_TASK:_
Copy out each line of the entries below character for character, leaving out the pictures.

_DATASET RECORDS:_

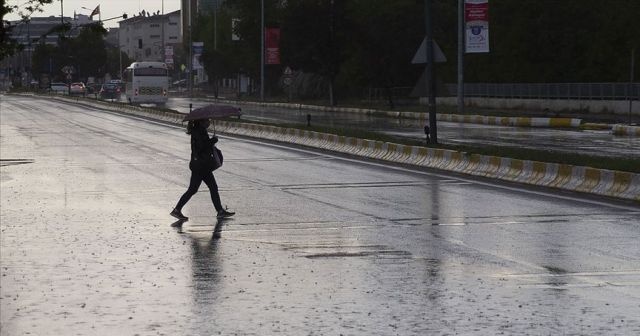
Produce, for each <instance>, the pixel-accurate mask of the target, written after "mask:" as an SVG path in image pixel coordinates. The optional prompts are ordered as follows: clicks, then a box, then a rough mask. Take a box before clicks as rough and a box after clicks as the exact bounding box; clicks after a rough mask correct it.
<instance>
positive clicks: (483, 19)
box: [464, 0, 489, 53]
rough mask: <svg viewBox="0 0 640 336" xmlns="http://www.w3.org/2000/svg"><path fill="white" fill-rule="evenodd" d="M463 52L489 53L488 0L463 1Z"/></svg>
mask: <svg viewBox="0 0 640 336" xmlns="http://www.w3.org/2000/svg"><path fill="white" fill-rule="evenodd" d="M464 21H465V26H466V38H465V51H466V52H467V53H487V52H489V0H465V1H464Z"/></svg>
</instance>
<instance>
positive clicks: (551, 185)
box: [59, 98, 640, 203]
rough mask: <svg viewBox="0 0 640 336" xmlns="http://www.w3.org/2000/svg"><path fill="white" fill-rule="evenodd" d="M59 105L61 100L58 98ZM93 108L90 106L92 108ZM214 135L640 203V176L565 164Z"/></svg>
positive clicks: (293, 140)
mask: <svg viewBox="0 0 640 336" xmlns="http://www.w3.org/2000/svg"><path fill="white" fill-rule="evenodd" d="M59 99H63V98H59ZM83 103H86V104H92V105H93V104H95V105H98V107H100V108H107V109H111V110H115V111H118V112H124V113H130V114H133V115H137V116H142V117H147V118H155V119H160V120H163V121H167V122H172V123H177V124H182V119H183V117H184V114H181V113H177V112H167V111H156V110H152V109H147V108H139V107H134V106H129V105H116V106H114V105H110V104H101V103H94V102H83ZM95 105H94V106H95ZM216 131H217V132H221V133H227V134H234V135H241V136H246V137H252V138H260V139H267V140H272V141H277V142H285V143H292V144H296V145H301V146H307V147H313V148H321V149H324V150H329V151H335V152H339V153H344V154H349V155H355V156H360V157H366V158H370V159H376V160H382V161H388V162H394V163H400V164H407V165H413V166H417V167H425V168H434V169H442V170H447V171H452V172H456V173H461V174H469V175H473V176H480V177H487V178H493V179H499V180H505V181H510V182H517V183H523V184H529V185H536V186H542V187H549V188H556V189H562V190H568V191H576V192H583V193H589V194H595V195H601V196H609V197H615V198H620V199H626V200H631V201H634V202H636V203H640V174H636V173H630V172H622V171H614V170H607V169H597V168H591V167H583V166H573V165H567V164H557V163H547V162H538V161H530V160H518V159H511V158H502V157H496V156H488V155H479V154H469V153H465V152H458V151H453V150H446V149H436V148H428V147H421V146H408V145H402V144H395V143H388V142H382V141H374V140H367V139H358V138H352V137H344V136H338V135H335V134H327V133H319V132H313V131H307V130H300V129H293V128H283V127H276V126H266V125H256V124H248V123H240V122H229V121H218V122H216Z"/></svg>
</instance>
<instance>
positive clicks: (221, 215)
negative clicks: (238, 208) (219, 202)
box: [216, 209, 236, 218]
mask: <svg viewBox="0 0 640 336" xmlns="http://www.w3.org/2000/svg"><path fill="white" fill-rule="evenodd" d="M235 214H236V213H235V212H231V211H227V210H224V209H223V210H220V211H218V216H216V217H217V218H227V217H231V216H233V215H235Z"/></svg>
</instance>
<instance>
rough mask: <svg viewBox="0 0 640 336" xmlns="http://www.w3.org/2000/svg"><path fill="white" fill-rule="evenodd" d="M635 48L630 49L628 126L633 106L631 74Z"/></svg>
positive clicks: (629, 123)
mask: <svg viewBox="0 0 640 336" xmlns="http://www.w3.org/2000/svg"><path fill="white" fill-rule="evenodd" d="M635 58H636V48H633V49H631V72H630V73H629V125H631V108H632V106H633V98H634V97H633V72H634V70H635V69H634V68H635Z"/></svg>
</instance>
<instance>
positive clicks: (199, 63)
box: [191, 42, 204, 70]
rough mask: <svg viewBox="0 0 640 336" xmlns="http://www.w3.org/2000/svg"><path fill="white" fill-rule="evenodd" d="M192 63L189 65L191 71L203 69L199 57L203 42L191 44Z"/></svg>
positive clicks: (196, 42) (201, 64)
mask: <svg viewBox="0 0 640 336" xmlns="http://www.w3.org/2000/svg"><path fill="white" fill-rule="evenodd" d="M192 45H193V61H192V62H193V63H191V64H192V65H191V68H192V69H193V70H199V69H204V68H203V67H202V64H200V56H202V52H203V51H204V42H193V44H192Z"/></svg>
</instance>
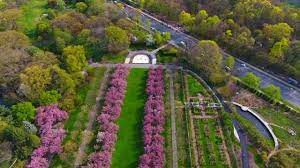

_RESPONSE BELOW:_
Produce, for each <instance>, the pixel-accurate mask of the target, written after "mask:" as an SVG path in image pixel coordinates. The optional prompts are ordered as follows: clicks, then a box, then a rough mask. Take a box before clicks as rough and a box after clicks as the exact bounding box; clicks after a rough mask correct it.
<instance>
positive clicks: (483, 19)
box: [464, 0, 489, 53]
rough mask: <svg viewBox="0 0 640 336" xmlns="http://www.w3.org/2000/svg"><path fill="white" fill-rule="evenodd" d="M463 52L489 53L488 0L463 1Z"/></svg>
mask: <svg viewBox="0 0 640 336" xmlns="http://www.w3.org/2000/svg"><path fill="white" fill-rule="evenodd" d="M464 21H465V26H466V38H465V51H466V52H467V53H487V52H489V0H465V1H464Z"/></svg>
</instance>
<instance>
positive clicks: (551, 185)
box: [59, 98, 640, 203]
rough mask: <svg viewBox="0 0 640 336" xmlns="http://www.w3.org/2000/svg"><path fill="white" fill-rule="evenodd" d="M59 105L61 100L58 98ZM93 108L90 106L92 108ZM214 135L640 203V176L565 164Z"/></svg>
positive clicks: (293, 140)
mask: <svg viewBox="0 0 640 336" xmlns="http://www.w3.org/2000/svg"><path fill="white" fill-rule="evenodd" d="M59 99H63V98H59ZM83 103H86V104H92V105H93V104H95V105H98V107H100V108H107V109H111V110H115V111H118V112H124V113H130V114H133V115H137V116H142V117H147V118H155V119H160V120H163V121H167V122H172V123H177V124H182V119H183V117H184V114H181V113H177V112H167V111H156V110H152V109H147V108H139V107H134V106H129V105H116V106H114V105H110V104H101V103H94V102H83ZM95 105H94V106H95ZM216 131H217V132H221V133H227V134H234V135H241V136H246V137H252V138H260V139H267V140H272V141H277V142H285V143H292V144H296V145H301V146H307V147H313V148H321V149H324V150H329V151H335V152H339V153H344V154H349V155H355V156H360V157H366V158H370V159H376V160H382V161H388V162H394V163H400V164H407V165H413V166H417V167H425V168H434V169H442V170H447V171H452V172H456V173H461V174H469V175H473V176H480V177H487V178H493V179H499V180H505V181H510V182H517V183H523V184H529V185H536V186H542V187H549V188H556V189H562V190H568V191H576V192H583V193H589V194H595V195H601V196H609V197H615V198H620V199H626V200H631V201H634V202H636V203H640V174H636V173H630V172H622V171H614V170H607V169H597V168H591V167H583V166H573V165H567V164H557V163H547V162H538V161H530V160H518V159H511V158H502V157H496V156H488V155H479V154H469V153H465V152H458V151H453V150H446V149H436V148H428V147H421V146H408V145H402V144H395V143H388V142H382V141H374V140H367V139H358V138H352V137H344V136H338V135H335V134H327V133H319V132H313V131H307V130H300V129H293V128H283V127H276V126H266V125H256V124H248V123H240V122H229V121H218V122H216Z"/></svg>
</instance>
<instance>
positive clicks: (221, 215)
negative clicks: (238, 208) (219, 202)
box: [216, 209, 236, 218]
mask: <svg viewBox="0 0 640 336" xmlns="http://www.w3.org/2000/svg"><path fill="white" fill-rule="evenodd" d="M235 214H236V213H235V212H231V211H227V210H224V209H223V210H220V211H218V216H216V217H217V218H227V217H231V216H233V215H235Z"/></svg>
</instance>
<instance>
rough mask: <svg viewBox="0 0 640 336" xmlns="http://www.w3.org/2000/svg"><path fill="white" fill-rule="evenodd" d="M635 48L630 49L628 126L633 106L631 74Z"/></svg>
positive clicks: (629, 123)
mask: <svg viewBox="0 0 640 336" xmlns="http://www.w3.org/2000/svg"><path fill="white" fill-rule="evenodd" d="M635 58H636V48H633V49H631V72H630V73H629V125H631V108H632V106H633V98H634V97H633V72H634V70H635V69H634V68H635Z"/></svg>
</instance>
<instance>
positive clicks: (199, 63)
box: [191, 42, 204, 70]
rough mask: <svg viewBox="0 0 640 336" xmlns="http://www.w3.org/2000/svg"><path fill="white" fill-rule="evenodd" d="M192 63L189 65L191 71L203 69L199 57L203 42L191 44Z"/></svg>
positive clicks: (196, 42) (201, 64)
mask: <svg viewBox="0 0 640 336" xmlns="http://www.w3.org/2000/svg"><path fill="white" fill-rule="evenodd" d="M192 45H193V61H192V62H193V63H191V64H192V65H191V68H192V69H193V70H199V69H204V68H203V67H202V64H200V56H202V52H203V51H204V42H193V44H192Z"/></svg>
</instance>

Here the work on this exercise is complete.